## Problem to solve
Reproduce exactly the lines from the one containing "outcrop, I would be grateful." through the end of the listing, minus the pictures.

## Record extracts
......

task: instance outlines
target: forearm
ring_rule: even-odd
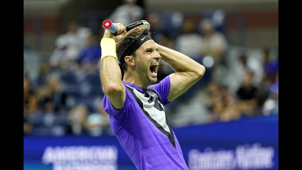
[[[156,45],[162,59],[169,64],[176,72],[193,73],[203,75],[205,71],[203,66],[179,52],[157,43]]]
[[[103,91],[105,94],[120,91],[122,89],[122,74],[115,55],[115,42],[113,40],[101,43],[102,58],[100,74]]]

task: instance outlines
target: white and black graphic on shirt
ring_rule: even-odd
[[[155,90],[148,89],[145,93],[126,85],[143,112],[160,131],[167,136],[174,148],[175,141],[170,122],[165,112],[162,102]]]

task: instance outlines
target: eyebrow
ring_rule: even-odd
[[[157,47],[156,47],[156,49],[155,50],[157,51],[158,48]],[[145,50],[145,51],[153,51],[153,50],[154,50],[153,48],[146,48],[146,49]]]

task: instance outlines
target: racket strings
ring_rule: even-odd
[[[143,24],[142,25],[139,25],[138,26],[135,27],[130,30],[129,31],[127,31],[127,33],[126,33],[126,34],[125,35],[125,36],[124,36],[124,37],[125,36],[128,35],[128,34],[129,34],[129,33],[132,32],[133,32],[135,31],[137,31],[138,30],[142,31],[147,28],[148,28],[148,26],[146,24]],[[122,39],[122,40],[123,39]],[[117,46],[117,45],[120,43],[120,42],[121,41],[121,40],[121,40],[118,42],[116,43],[116,44],[115,44],[116,47]]]

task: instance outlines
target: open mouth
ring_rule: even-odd
[[[152,75],[155,76],[157,76],[157,68],[158,68],[158,65],[159,64],[159,63],[158,63],[153,64],[150,66],[149,69],[150,69],[150,72]]]

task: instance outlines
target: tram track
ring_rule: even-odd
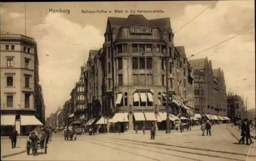
[[[116,146],[129,147],[129,148],[131,148],[131,149],[137,149],[139,150],[146,150],[147,151],[150,151],[151,152],[157,153],[163,155],[168,155],[169,156],[173,156],[192,160],[210,160],[214,159],[214,158],[222,159],[225,159],[228,160],[244,160],[244,159],[238,159],[236,157],[231,158],[228,157],[221,156],[220,156],[220,154],[214,155],[208,153],[202,153],[201,152],[199,153],[198,151],[188,151],[187,150],[185,150],[184,149],[180,149],[181,148],[180,148],[180,149],[177,149],[177,148],[170,148],[169,147],[166,147],[166,145],[154,145],[154,146],[153,146],[151,145],[150,143],[143,143],[143,142],[142,143],[141,143],[141,142],[133,141],[129,140],[127,141],[127,140],[120,140],[116,138],[110,138],[109,137],[105,138],[102,137],[96,137],[95,138],[91,137],[90,138],[88,138],[88,139],[89,140],[93,140],[94,142],[92,142],[93,143],[95,143],[95,141],[100,142],[100,143],[106,143],[108,144],[111,144],[112,145],[115,145]],[[86,141],[88,141],[88,140],[82,140]],[[117,141],[118,142],[117,142]],[[143,148],[140,148],[139,146],[142,146]],[[174,152],[176,153],[176,154],[172,154],[172,153]],[[177,153],[179,153],[179,155],[178,155]],[[202,159],[202,157],[210,157],[210,159],[208,159],[206,160]]]

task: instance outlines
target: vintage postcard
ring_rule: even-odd
[[[0,3],[3,160],[256,160],[253,1]]]

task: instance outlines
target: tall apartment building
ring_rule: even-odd
[[[223,70],[220,68],[212,69],[211,62],[207,57],[188,62],[194,69],[195,113],[202,116],[227,116]]]
[[[106,116],[109,122],[122,122],[123,131],[143,122],[161,126],[166,98],[173,114],[193,115],[193,69],[184,47],[174,46],[169,18],[109,17],[104,37],[103,47],[90,50],[87,63],[89,125]]]
[[[235,115],[239,116],[242,119],[246,117],[246,105],[244,99],[240,96],[228,92],[227,96],[227,116],[232,118]]]
[[[1,34],[0,41],[2,131],[15,126],[18,133],[26,135],[32,126],[42,124],[36,117],[42,121],[45,108],[41,90],[38,90],[36,42],[9,34]]]

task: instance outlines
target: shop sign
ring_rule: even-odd
[[[130,28],[130,33],[135,34],[152,34],[151,27],[135,26]]]

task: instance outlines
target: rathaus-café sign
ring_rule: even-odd
[[[145,26],[132,26],[130,29],[131,34],[152,34],[152,28]]]

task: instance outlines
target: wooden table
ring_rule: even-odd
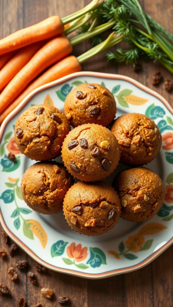
[[[62,17],[83,7],[89,0],[0,0],[0,37],[2,38],[21,28],[38,22],[52,15]],[[170,0],[142,0],[145,11],[161,23],[170,32],[173,32],[172,2]],[[78,55],[87,50],[84,42],[74,48]],[[83,70],[125,75],[131,77],[162,95],[172,106],[172,94],[168,93],[162,83],[155,87],[151,84],[153,73],[160,71],[164,77],[172,80],[172,76],[159,64],[142,62],[142,71],[137,74],[131,67],[123,64],[107,64],[103,54],[83,64]],[[0,229],[1,229],[1,226]],[[8,250],[0,239],[0,246]],[[7,276],[10,266],[15,266],[20,259],[27,259],[29,269],[34,270],[34,261],[22,250],[16,256],[8,256],[0,259],[0,283],[10,288],[11,298],[0,296],[1,307],[17,307],[18,299],[23,297],[29,307],[41,302],[44,307],[60,305],[58,296],[65,294],[70,302],[65,305],[75,307],[171,307],[173,306],[173,246],[147,266],[133,272],[99,280],[90,280],[49,271],[46,274],[36,272],[38,285],[31,284],[24,270],[20,274],[20,281],[11,282]],[[55,295],[49,300],[42,297],[40,289],[47,286],[54,290]]]

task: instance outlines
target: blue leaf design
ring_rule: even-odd
[[[93,268],[98,267],[102,263],[107,264],[106,256],[103,251],[97,247],[90,247],[90,257],[86,263]]]
[[[5,204],[9,204],[13,201],[14,198],[13,190],[6,190],[4,191],[0,198],[3,199]]]
[[[165,153],[167,161],[169,163],[173,164],[173,153],[169,153],[167,151]]]
[[[19,214],[19,210],[18,208],[17,208],[17,209],[15,209],[14,210],[14,211],[12,213],[12,214],[11,216],[10,217],[16,217]]]
[[[62,255],[64,251],[65,247],[68,243],[68,242],[64,242],[62,240],[60,240],[53,244],[50,250],[52,257],[56,257]]]
[[[160,120],[157,124],[157,126],[159,128],[160,133],[163,132],[164,130],[173,130],[173,129],[171,126],[167,125],[166,120],[162,119]]]
[[[73,88],[73,86],[70,86],[69,84],[67,83],[62,86],[60,90],[61,94],[64,97],[66,97],[69,93]]]
[[[30,210],[27,208],[19,208],[19,209],[20,212],[23,214],[29,214],[29,213],[32,212],[31,210]]]
[[[17,230],[18,230],[20,226],[20,221],[19,218],[18,217],[17,219],[15,220],[13,223],[15,228]]]
[[[114,95],[116,93],[117,93],[118,91],[120,88],[120,86],[121,85],[119,84],[118,85],[116,85],[116,86],[115,86],[114,87],[113,87],[112,90],[112,93],[113,94],[113,95]]]

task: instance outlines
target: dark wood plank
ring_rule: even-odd
[[[90,0],[0,0],[0,37],[4,37],[22,28],[38,22],[49,16],[58,14],[62,17],[76,11],[90,2]],[[171,4],[169,0],[141,0],[146,12],[160,22],[170,32],[173,32]],[[78,56],[90,48],[83,42],[74,48],[73,53]],[[105,52],[96,56],[82,64],[83,70],[101,72],[125,75],[154,89],[163,96],[171,104],[172,94],[163,88],[163,83],[156,88],[151,84],[154,72],[160,71],[164,78],[172,80],[172,76],[159,64],[142,63],[143,70],[137,74],[132,68],[124,64],[107,64]],[[1,227],[0,226],[0,229]],[[0,247],[8,251],[8,247],[0,239]],[[11,298],[0,296],[1,307],[16,307],[18,297],[26,298],[28,306],[41,302],[43,306],[60,305],[57,302],[58,295],[65,294],[70,299],[66,305],[71,307],[162,307],[171,305],[173,301],[173,246],[171,247],[145,267],[131,273],[100,280],[90,280],[49,271],[46,274],[36,272],[37,285],[30,283],[26,270],[16,268],[19,281],[10,279],[7,270],[15,267],[19,259],[28,259],[28,269],[34,271],[35,262],[23,251],[12,258],[0,259],[0,282],[9,287]],[[42,287],[52,288],[54,292],[53,299],[49,300],[40,293]]]

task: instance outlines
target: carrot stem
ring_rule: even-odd
[[[123,38],[122,34],[116,34],[115,32],[113,32],[105,41],[78,56],[77,59],[79,63],[83,63],[97,53],[119,43]]]
[[[61,19],[61,21],[63,25],[68,23],[71,21],[78,18],[82,15],[84,15],[90,11],[91,11],[95,9],[99,6],[104,2],[105,0],[93,0],[89,4],[85,6],[83,9],[80,10],[78,12],[76,12],[73,14],[71,14],[68,16],[64,17]]]

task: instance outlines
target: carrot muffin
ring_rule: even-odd
[[[154,172],[142,167],[123,171],[113,186],[120,198],[121,216],[131,222],[144,222],[154,216],[163,204],[163,183]]]
[[[69,226],[87,235],[102,235],[111,229],[119,218],[120,208],[117,192],[102,181],[75,184],[67,192],[63,204]]]
[[[18,119],[16,144],[28,157],[43,161],[60,154],[62,142],[70,130],[66,116],[54,107],[39,105],[29,108]]]
[[[88,123],[108,127],[115,117],[116,105],[112,94],[104,86],[84,84],[68,95],[64,112],[73,127]]]
[[[26,171],[21,190],[25,201],[33,210],[53,214],[62,211],[64,196],[73,183],[62,164],[38,162]]]
[[[105,127],[85,124],[67,135],[62,147],[65,166],[74,177],[84,181],[101,180],[113,173],[120,150],[115,135]]]
[[[162,144],[160,131],[149,117],[129,113],[118,117],[111,131],[117,139],[120,161],[130,165],[143,165],[158,154]]]

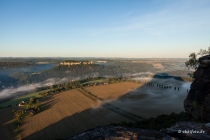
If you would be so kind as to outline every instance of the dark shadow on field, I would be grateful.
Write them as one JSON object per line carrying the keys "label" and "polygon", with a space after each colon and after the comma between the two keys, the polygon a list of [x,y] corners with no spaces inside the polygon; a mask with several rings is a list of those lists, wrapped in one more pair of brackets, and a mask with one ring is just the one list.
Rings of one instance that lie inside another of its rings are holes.
{"label": "dark shadow on field", "polygon": [[[51,99],[50,101],[47,101]],[[41,112],[42,111],[45,111],[51,107],[53,107],[53,105],[55,105],[60,99],[56,99],[54,98],[53,96],[48,96],[48,97],[45,97],[42,101],[45,101],[45,103],[41,104],[39,107],[40,107],[40,110]]]}
{"label": "dark shadow on field", "polygon": [[[143,117],[154,117],[160,114],[170,114],[172,112],[179,113],[183,111],[183,100],[187,95],[187,89],[183,86],[184,82],[181,79],[178,81],[174,80],[173,77],[164,76],[157,78],[156,76],[160,75],[155,75],[151,80],[148,80],[147,83],[145,83],[145,80],[140,80],[142,84],[144,83],[144,85],[140,86],[136,90],[129,91],[127,94],[113,101],[108,103],[105,102],[101,105],[101,107],[104,107],[118,115],[122,115],[125,112],[131,112],[138,116],[146,114]],[[157,86],[157,84],[161,86]],[[166,86],[172,86],[172,88],[166,88]],[[179,87],[179,90],[175,90],[175,87]],[[55,103],[56,100],[53,103],[46,102],[44,106],[50,107]],[[116,110],[117,108],[122,110],[122,112],[120,112],[121,114],[109,105],[116,107]],[[106,114],[107,116],[101,115],[99,112],[101,107],[97,107],[96,109],[86,109],[82,112],[65,117],[54,124],[50,124],[42,130],[32,133],[24,139],[66,139],[88,129],[105,125],[104,120],[112,116],[109,116],[108,114]],[[111,109],[109,109],[109,107]],[[123,112],[123,110],[125,110],[125,112]],[[126,118],[125,115],[124,117]]]}
{"label": "dark shadow on field", "polygon": [[[48,101],[51,99],[50,101]],[[53,105],[55,105],[59,99],[54,99],[54,96],[48,96],[43,99],[44,101],[43,104],[40,104],[40,112],[45,111],[49,108],[51,108]],[[15,127],[15,120],[17,118],[15,117],[14,113],[12,112],[13,110],[19,110],[22,107],[9,107],[9,108],[4,108],[0,109],[0,140],[12,140],[12,139],[20,139],[21,138],[21,128],[17,130],[17,127]],[[38,114],[39,114],[38,113]],[[37,114],[34,114],[37,115]],[[21,125],[27,124],[28,122],[21,122]]]}
{"label": "dark shadow on field", "polygon": [[12,140],[18,137],[15,131],[15,125],[12,119],[15,116],[12,113],[12,108],[0,109],[0,140]]}
{"label": "dark shadow on field", "polygon": [[[95,117],[96,115],[98,116],[97,118]],[[24,140],[67,139],[86,131],[87,129],[108,125],[109,123],[104,123],[104,119],[110,116],[109,114],[106,115],[100,115],[100,109],[86,109],[51,124],[44,129],[25,137]]]}

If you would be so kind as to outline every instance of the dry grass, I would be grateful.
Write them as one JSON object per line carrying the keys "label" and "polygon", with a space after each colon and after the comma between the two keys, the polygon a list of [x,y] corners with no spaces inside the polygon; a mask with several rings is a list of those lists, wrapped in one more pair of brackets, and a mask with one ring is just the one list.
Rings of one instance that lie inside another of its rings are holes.
{"label": "dry grass", "polygon": [[157,68],[157,69],[163,69],[163,68],[165,68],[161,63],[155,63],[155,64],[153,64],[153,66],[155,68]]}
{"label": "dry grass", "polygon": [[128,92],[133,91],[134,89],[140,86],[141,84],[138,83],[123,82],[123,83],[110,84],[110,85],[87,87],[85,89],[104,100],[113,100],[119,98],[120,96],[125,95]]}
{"label": "dry grass", "polygon": [[6,108],[0,110],[0,140],[18,139],[14,127],[13,108]]}
{"label": "dry grass", "polygon": [[22,135],[30,140],[68,138],[99,125],[129,121],[103,107],[95,108],[97,104],[78,90],[57,94],[43,102],[45,111],[24,120]]}

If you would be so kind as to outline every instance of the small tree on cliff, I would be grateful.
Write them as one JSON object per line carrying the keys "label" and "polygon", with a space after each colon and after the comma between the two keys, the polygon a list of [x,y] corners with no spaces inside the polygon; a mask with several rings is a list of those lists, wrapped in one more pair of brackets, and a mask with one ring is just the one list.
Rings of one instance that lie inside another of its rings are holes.
{"label": "small tree on cliff", "polygon": [[[186,67],[188,67],[188,69],[194,69],[196,70],[199,66],[199,62],[198,59],[204,55],[210,54],[210,47],[208,48],[208,50],[203,50],[200,49],[200,51],[196,54],[196,53],[191,53],[189,55],[189,60],[187,62],[185,62]],[[190,77],[193,77],[192,73],[188,73],[188,75]]]}

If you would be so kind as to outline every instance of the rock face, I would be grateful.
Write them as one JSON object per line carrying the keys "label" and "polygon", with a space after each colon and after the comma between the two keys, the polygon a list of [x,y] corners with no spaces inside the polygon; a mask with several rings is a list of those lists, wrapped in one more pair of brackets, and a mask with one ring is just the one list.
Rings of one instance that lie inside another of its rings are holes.
{"label": "rock face", "polygon": [[180,140],[210,140],[209,123],[177,122],[161,131]]}
{"label": "rock face", "polygon": [[184,108],[191,116],[210,121],[210,55],[201,57],[199,63]]}

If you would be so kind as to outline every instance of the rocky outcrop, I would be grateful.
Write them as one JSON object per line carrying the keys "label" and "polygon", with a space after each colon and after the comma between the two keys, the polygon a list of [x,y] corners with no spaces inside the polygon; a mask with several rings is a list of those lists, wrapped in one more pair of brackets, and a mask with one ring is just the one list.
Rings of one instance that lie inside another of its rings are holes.
{"label": "rocky outcrop", "polygon": [[161,132],[180,140],[210,140],[210,123],[177,122]]}
{"label": "rocky outcrop", "polygon": [[195,80],[184,100],[185,111],[204,121],[210,121],[210,55],[199,59],[199,67],[194,73]]}

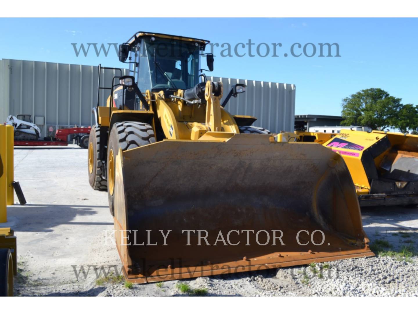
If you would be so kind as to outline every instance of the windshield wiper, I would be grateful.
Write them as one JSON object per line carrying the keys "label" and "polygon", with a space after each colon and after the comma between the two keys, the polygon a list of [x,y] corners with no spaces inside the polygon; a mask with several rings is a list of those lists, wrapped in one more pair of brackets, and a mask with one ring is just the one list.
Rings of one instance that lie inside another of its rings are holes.
{"label": "windshield wiper", "polygon": [[[160,66],[160,64],[158,64],[158,62],[157,62],[157,60],[155,60],[155,53],[154,53],[154,64],[155,65],[155,67],[157,69],[158,69],[158,70],[160,70],[160,72],[161,72],[161,74],[162,74],[163,76],[165,76],[166,77],[167,77],[168,79],[168,81],[170,82],[171,82],[172,84],[173,84],[173,85],[174,87],[174,88],[176,88],[176,90],[178,89],[178,88],[177,88],[177,87],[176,86],[176,84],[174,84],[174,82],[173,81],[171,80],[171,79],[170,78],[170,77],[168,76],[168,75],[167,75],[167,74],[163,70],[163,69],[161,68],[161,67]],[[156,82],[157,82],[157,80],[155,80],[155,83],[156,83]]]}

......

## Response to the task
If you would be so kind as to outline every instance of the rocky outcrop, I would be grateful.
Write them as one JSON object per line carrying the keys "label" and "polygon", with a space after each colon and after the comma between the two keys, the polygon a list of [x,y] corners with no spaces inside the polygon; a mask with several rings is a list of those lists, wrapped in one more pair of brackets, and a mask with one ring is just the one list.
Rings of one instance that lie inside another of its rings are holes.
{"label": "rocky outcrop", "polygon": [[161,132],[180,140],[210,140],[210,123],[177,122]]}
{"label": "rocky outcrop", "polygon": [[195,80],[184,100],[185,111],[204,121],[210,121],[210,55],[199,59],[199,67],[194,73]]}

If you would be so kind as to outline every instance of the windshield wiper, I would be grateful.
Write them as one JSON object per line carrying the keys "label" and "polygon", with a space after each colon and after the comma between the two keys, the polygon a list of [x,y] corners with no spaces inside the polygon; a mask with several rings is a list of those lists, wrapped in one more pair of brackets, and a mask with one ring is just the one list.
Rings of one instance that lie inside another of its rings are holes.
{"label": "windshield wiper", "polygon": [[[160,66],[160,64],[158,64],[158,62],[157,62],[157,60],[155,60],[155,53],[154,53],[154,64],[155,65],[155,67],[157,69],[158,69],[158,70],[160,70],[160,72],[161,72],[161,74],[162,74],[163,76],[165,76],[166,77],[167,77],[168,79],[168,81],[170,82],[171,82],[172,84],[173,84],[173,85],[174,87],[174,88],[176,88],[176,90],[178,89],[178,88],[177,88],[177,87],[176,86],[176,84],[174,84],[174,82],[173,81],[171,80],[171,79],[170,78],[170,77],[168,76],[168,75],[167,75],[167,74],[163,70],[163,69],[161,68],[161,67]],[[156,82],[157,82],[157,80],[155,80],[155,83],[156,83]]]}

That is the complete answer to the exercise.